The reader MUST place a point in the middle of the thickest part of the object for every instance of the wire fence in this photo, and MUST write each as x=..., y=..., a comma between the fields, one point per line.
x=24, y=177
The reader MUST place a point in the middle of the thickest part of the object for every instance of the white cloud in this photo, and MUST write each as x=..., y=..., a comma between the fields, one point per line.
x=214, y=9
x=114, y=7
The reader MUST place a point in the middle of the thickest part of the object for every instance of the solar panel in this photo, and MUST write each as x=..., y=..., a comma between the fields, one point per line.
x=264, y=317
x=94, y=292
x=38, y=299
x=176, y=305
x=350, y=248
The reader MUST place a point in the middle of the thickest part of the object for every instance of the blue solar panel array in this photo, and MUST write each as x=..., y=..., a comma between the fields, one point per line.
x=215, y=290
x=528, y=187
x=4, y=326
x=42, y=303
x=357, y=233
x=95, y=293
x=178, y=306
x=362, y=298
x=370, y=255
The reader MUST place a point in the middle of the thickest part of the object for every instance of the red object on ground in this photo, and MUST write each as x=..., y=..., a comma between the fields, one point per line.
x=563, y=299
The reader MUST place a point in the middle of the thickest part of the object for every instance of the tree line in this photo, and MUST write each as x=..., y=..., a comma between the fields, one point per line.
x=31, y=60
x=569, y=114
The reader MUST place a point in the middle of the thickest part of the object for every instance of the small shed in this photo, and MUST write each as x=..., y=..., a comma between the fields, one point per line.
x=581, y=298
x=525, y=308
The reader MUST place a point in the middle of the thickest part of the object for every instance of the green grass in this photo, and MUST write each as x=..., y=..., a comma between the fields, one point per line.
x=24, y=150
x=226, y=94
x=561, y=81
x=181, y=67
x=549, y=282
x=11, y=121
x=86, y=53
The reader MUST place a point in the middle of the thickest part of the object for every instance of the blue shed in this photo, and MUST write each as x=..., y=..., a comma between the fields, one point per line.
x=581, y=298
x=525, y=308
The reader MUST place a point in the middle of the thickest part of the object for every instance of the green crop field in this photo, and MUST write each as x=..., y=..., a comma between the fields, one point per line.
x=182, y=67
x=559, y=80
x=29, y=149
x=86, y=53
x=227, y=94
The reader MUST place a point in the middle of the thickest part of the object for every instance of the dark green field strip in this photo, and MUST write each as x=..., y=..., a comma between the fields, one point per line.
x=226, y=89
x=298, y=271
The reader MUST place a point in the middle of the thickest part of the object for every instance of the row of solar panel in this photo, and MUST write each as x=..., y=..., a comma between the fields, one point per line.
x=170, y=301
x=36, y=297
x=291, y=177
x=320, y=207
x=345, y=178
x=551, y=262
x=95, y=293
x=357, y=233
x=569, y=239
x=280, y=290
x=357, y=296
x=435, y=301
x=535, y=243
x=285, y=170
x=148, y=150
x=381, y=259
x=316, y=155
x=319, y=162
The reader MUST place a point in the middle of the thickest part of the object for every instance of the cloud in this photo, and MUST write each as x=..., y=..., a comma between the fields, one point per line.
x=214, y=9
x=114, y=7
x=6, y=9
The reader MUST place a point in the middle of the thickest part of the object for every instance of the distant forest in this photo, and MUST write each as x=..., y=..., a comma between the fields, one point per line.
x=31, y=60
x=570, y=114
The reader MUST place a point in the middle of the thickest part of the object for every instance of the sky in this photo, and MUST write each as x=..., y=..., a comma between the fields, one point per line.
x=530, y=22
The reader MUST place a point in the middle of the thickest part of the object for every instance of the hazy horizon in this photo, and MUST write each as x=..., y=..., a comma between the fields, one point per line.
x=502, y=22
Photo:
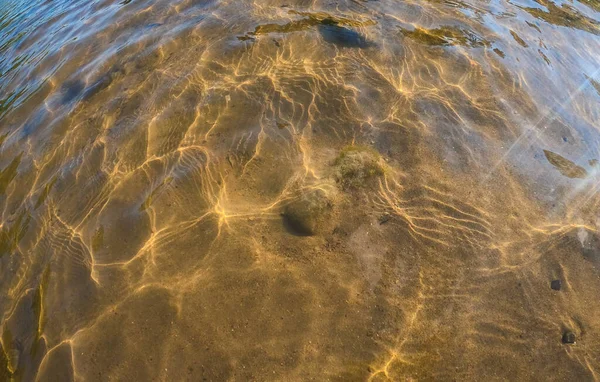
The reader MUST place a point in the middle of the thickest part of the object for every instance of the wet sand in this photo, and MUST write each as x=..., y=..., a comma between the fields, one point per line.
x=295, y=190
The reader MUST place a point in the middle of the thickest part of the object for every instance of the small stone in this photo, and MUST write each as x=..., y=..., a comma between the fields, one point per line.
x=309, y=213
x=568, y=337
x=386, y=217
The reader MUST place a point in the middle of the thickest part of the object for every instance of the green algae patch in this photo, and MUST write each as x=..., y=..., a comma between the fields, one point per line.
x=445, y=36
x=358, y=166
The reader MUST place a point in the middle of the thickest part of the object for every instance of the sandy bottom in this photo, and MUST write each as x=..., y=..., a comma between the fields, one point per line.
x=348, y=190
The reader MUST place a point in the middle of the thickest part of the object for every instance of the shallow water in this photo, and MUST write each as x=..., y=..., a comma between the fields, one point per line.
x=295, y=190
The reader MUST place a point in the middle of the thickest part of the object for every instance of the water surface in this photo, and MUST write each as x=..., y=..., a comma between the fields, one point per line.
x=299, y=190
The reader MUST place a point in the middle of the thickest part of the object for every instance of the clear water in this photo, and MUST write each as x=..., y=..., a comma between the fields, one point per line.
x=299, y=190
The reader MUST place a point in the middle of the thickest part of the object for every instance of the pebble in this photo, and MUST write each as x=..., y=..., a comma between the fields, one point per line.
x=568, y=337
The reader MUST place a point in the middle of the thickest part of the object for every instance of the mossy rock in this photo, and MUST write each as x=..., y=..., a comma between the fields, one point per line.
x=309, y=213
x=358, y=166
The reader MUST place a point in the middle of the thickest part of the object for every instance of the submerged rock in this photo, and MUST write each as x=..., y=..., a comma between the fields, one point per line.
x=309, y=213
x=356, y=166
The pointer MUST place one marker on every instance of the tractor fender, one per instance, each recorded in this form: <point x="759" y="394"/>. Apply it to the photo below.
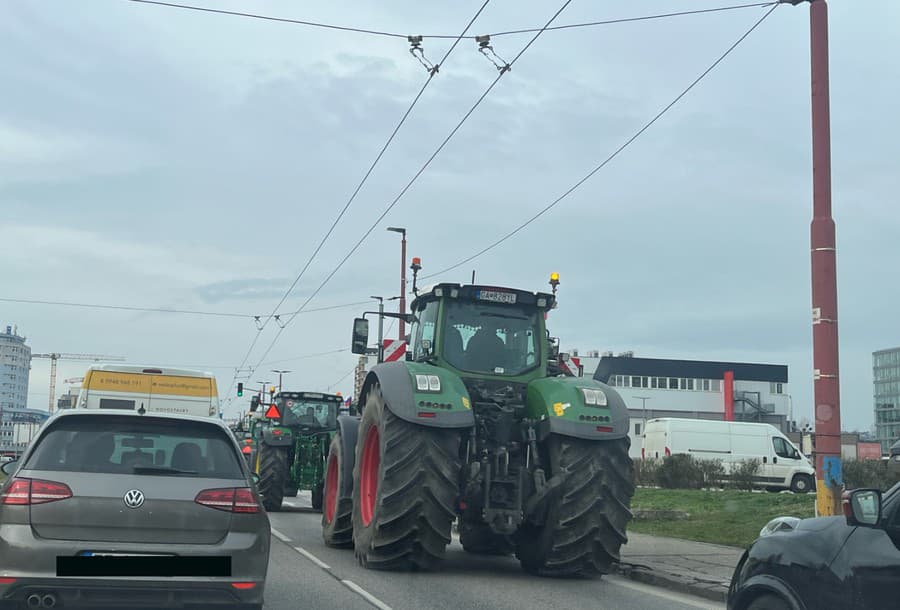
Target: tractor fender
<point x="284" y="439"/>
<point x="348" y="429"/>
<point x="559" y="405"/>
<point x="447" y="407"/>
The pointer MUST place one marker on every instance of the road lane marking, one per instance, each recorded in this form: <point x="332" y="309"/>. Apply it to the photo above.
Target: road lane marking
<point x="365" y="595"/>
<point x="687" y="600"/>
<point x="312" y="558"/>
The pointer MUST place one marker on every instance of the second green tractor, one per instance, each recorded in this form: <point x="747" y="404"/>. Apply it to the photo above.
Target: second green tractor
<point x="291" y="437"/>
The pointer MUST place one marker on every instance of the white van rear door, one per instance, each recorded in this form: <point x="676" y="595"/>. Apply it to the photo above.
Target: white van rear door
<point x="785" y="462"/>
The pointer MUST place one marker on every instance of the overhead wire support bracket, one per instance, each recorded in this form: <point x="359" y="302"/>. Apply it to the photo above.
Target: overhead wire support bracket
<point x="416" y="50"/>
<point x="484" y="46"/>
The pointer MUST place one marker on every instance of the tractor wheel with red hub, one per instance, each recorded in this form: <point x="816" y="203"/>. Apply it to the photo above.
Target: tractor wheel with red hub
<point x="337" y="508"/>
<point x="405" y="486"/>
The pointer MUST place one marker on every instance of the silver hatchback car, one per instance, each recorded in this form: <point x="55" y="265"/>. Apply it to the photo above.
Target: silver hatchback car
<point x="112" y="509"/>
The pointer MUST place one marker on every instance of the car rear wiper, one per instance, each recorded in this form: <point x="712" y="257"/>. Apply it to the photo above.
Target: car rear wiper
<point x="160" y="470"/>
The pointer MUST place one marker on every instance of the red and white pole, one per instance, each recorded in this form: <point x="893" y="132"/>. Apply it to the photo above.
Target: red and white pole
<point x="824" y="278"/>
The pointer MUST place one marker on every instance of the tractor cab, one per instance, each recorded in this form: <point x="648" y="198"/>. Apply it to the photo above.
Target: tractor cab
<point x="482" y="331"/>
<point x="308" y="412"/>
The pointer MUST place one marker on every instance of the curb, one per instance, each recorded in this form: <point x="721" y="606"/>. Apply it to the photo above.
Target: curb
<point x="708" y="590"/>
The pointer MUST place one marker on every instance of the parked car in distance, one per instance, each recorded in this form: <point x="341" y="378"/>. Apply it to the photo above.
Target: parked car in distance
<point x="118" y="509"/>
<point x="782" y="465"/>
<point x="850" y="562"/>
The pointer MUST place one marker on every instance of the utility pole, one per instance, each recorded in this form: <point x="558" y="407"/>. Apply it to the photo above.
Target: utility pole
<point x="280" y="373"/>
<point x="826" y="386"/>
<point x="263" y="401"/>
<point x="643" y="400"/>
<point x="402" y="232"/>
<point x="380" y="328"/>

· · · · ·

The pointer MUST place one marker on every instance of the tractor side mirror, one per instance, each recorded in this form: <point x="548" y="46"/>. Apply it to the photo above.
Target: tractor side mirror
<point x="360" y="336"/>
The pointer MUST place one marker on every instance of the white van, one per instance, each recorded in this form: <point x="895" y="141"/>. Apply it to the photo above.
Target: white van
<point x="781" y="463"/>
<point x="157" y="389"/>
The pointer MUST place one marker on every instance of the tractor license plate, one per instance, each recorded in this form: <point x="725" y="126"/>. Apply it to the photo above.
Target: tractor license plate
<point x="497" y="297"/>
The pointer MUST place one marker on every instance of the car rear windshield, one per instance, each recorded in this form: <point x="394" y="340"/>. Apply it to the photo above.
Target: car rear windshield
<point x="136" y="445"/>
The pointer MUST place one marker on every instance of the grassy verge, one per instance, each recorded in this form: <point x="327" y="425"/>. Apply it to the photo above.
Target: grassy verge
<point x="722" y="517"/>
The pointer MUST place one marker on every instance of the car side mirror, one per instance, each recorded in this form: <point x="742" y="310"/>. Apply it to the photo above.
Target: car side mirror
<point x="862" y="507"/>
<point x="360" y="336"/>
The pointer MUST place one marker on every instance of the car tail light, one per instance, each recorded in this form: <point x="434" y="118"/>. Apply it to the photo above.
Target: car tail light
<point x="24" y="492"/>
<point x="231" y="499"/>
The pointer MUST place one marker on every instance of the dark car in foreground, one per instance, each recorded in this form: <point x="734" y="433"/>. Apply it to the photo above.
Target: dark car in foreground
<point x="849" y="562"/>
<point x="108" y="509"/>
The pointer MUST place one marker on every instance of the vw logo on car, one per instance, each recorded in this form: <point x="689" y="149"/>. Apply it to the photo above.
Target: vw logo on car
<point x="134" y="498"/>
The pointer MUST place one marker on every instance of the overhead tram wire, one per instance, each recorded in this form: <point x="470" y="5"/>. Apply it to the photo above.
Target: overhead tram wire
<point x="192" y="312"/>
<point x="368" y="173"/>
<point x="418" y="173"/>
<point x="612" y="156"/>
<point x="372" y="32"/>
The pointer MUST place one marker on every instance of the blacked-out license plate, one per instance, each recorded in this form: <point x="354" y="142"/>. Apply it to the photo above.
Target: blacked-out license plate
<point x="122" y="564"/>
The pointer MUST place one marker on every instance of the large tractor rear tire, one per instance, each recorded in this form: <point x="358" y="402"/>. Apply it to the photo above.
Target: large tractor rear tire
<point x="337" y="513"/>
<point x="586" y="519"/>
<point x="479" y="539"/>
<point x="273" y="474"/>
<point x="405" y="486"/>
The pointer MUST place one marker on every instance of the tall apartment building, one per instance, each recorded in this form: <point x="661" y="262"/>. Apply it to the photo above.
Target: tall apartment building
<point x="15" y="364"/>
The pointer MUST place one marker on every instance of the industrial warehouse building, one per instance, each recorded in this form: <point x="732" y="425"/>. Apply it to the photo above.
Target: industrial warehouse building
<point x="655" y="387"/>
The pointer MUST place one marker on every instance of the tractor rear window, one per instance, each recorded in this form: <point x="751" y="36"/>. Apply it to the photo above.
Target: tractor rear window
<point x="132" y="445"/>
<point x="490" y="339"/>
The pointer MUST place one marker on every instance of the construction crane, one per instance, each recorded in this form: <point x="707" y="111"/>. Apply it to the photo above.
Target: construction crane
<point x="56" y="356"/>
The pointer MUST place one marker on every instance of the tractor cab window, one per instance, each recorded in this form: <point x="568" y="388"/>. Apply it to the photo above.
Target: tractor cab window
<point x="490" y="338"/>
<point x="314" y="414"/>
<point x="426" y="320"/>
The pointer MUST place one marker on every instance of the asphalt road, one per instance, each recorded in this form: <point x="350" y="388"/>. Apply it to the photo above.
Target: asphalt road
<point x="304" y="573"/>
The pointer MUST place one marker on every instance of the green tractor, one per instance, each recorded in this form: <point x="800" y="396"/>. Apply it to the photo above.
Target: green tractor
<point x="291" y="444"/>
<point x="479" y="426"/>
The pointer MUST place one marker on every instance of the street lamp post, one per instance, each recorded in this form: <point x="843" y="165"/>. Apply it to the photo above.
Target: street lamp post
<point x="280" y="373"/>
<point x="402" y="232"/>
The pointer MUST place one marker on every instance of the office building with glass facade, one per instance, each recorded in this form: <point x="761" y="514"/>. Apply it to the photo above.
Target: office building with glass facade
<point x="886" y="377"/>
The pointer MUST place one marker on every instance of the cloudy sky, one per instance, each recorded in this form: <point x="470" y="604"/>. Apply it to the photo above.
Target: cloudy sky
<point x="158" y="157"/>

· · · · ·

» **Exercise objective**: There is a line with "the overhead wire" and a line with "tractor cab, one" above. Copy exactly those two lines and all lines between them, with nothing else.

» **Written answer**:
The pointer MUST place one marker on every instance of the overhead wire support bracket, one per instance, each recorded in this form: <point x="359" y="302"/>. Apply it to the photo above.
Target: overhead wire support bracket
<point x="416" y="50"/>
<point x="484" y="46"/>
The pointer MUST place one marker on every instance of the tractor wheel with red hub, one per instance, each recorded in this form: <point x="816" y="203"/>. Apply it to the photo above.
Target: tractor wheel with red hub
<point x="337" y="508"/>
<point x="405" y="486"/>
The pointer MUST place one marker on every instance of the silver hatchback car, one per instance, each recorded in this form: <point x="55" y="265"/>. Apply it to the photo above.
Target: silver hatchback car
<point x="112" y="509"/>
The pointer MUST place one marker on every instance of the car rear wiper, one per instance, each recorded in this form: <point x="712" y="257"/>. Apply it to the photo above.
Target: car rear wiper
<point x="160" y="470"/>
The pointer MUST place one marker on every instance of the red and white pole, one per instance, each recorded in this form: <point x="893" y="132"/>. Apply it to the photo above.
Target: red and white pole
<point x="824" y="278"/>
The pointer MUST place one marker on every instance of the tractor cab, one per instance, each recorded in this form: <point x="648" y="198"/>. Apply it to the photo above.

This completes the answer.